EXTRACTED RECORDS:

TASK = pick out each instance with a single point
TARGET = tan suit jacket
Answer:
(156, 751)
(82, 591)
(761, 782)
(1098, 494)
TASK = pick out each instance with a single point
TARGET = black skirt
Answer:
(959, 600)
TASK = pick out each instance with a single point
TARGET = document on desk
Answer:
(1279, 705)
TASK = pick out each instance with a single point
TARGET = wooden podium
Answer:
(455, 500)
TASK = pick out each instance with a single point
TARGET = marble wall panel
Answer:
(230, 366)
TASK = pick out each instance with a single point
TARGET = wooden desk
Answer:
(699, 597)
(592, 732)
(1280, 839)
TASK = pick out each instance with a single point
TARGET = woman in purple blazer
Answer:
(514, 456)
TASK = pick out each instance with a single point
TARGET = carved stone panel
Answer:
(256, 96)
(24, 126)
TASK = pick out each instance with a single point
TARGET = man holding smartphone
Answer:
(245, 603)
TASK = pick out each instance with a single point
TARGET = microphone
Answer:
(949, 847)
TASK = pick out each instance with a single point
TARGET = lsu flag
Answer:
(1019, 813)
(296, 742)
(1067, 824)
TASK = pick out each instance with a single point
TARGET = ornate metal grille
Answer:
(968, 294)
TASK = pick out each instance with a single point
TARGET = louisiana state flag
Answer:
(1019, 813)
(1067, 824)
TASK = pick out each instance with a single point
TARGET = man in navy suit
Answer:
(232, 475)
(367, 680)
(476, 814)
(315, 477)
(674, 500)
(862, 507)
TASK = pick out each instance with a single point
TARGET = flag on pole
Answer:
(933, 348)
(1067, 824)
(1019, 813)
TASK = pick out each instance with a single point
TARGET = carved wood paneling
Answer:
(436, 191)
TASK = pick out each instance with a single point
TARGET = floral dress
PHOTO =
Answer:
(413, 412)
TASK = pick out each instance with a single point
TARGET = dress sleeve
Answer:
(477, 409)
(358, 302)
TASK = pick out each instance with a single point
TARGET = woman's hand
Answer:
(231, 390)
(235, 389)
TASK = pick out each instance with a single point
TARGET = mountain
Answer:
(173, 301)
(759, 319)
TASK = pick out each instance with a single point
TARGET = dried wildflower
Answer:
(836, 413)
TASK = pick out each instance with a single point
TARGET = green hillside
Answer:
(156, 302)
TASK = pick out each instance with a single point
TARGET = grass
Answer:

GIVEN TASK: Return every record, word for word.

OUTPUT:
TASK = pick out each instance with a single point
TARGET = tan suit jacket
Answer:
(156, 751)
(82, 591)
(761, 782)
(1098, 494)
TASK = pick out each instance with a single point
TARGET = black skirt
Answer:
(959, 600)
TASK = pick out each instance with a single point
TARGET = document on desk
Answer:
(1279, 705)
TASK = pick out each instance with a single point
TARGET = wooden podium
Answer:
(455, 500)
TASK = pick out each instance with a single point
TARGET = marble wall panel
Answer:
(230, 366)
TASK = pick out each instance with a single point
TARGET = wooden desk
Answer:
(699, 597)
(592, 732)
(1280, 839)
TASK = pick out each instance with a single point
TARGET = woman in purple blazer
Answer:
(514, 456)
TASK = pick out each instance with a single point
TARGET = carved stone panel
Answer:
(256, 96)
(24, 126)
TASK = pick out each instance with a single point
TARGET = man holding smartphone
Answer:
(245, 603)
TASK = pick out each instance with a single point
TARGET = microphone
Answer:
(949, 847)
TASK = pick out each instance with a single point
TARGET = lsu flag
Answer:
(1019, 813)
(296, 742)
(1067, 824)
TASK = pick out each instance with a single point
TARGET = ornate metal grille
Answer:
(968, 294)
TASK = pick out each instance with a single point
TARGET = louisiana state flag
Answer:
(1019, 813)
(1067, 824)
TASK = pick out each instance with a single point
TARGET = man in navy suit
Answer:
(232, 475)
(367, 680)
(476, 814)
(315, 477)
(674, 500)
(862, 507)
TASK = pick out each instance with a single point
TARGET = flag on pole
Answer:
(933, 348)
(1067, 824)
(1019, 813)
TASK = pick out each instance with a single point
TARGET = carved wood paneling
Answer:
(436, 191)
TASK = pick out each instance with a single point
TARGET = floral dress
PHOTO =
Answer:
(413, 412)
TASK = pick out each instance with a single point
TARGET = dress sleeve
Answer:
(477, 409)
(358, 302)
TASK = pick out each instance with a single point
TARGET = woman's hand
Answer:
(231, 390)
(235, 389)
TASK = pick out each instance with a single point
TARGET = mountain
Answer:
(173, 301)
(759, 319)
TASK = pick out each instance with a single point
TARGET = dried wildflower
Answer:
(836, 413)
TASK = pick out each instance with a single point
TARGET = green hillside
Answer:
(156, 302)
TASK = pick out each instance with a single point
TARGET = grass
Answer:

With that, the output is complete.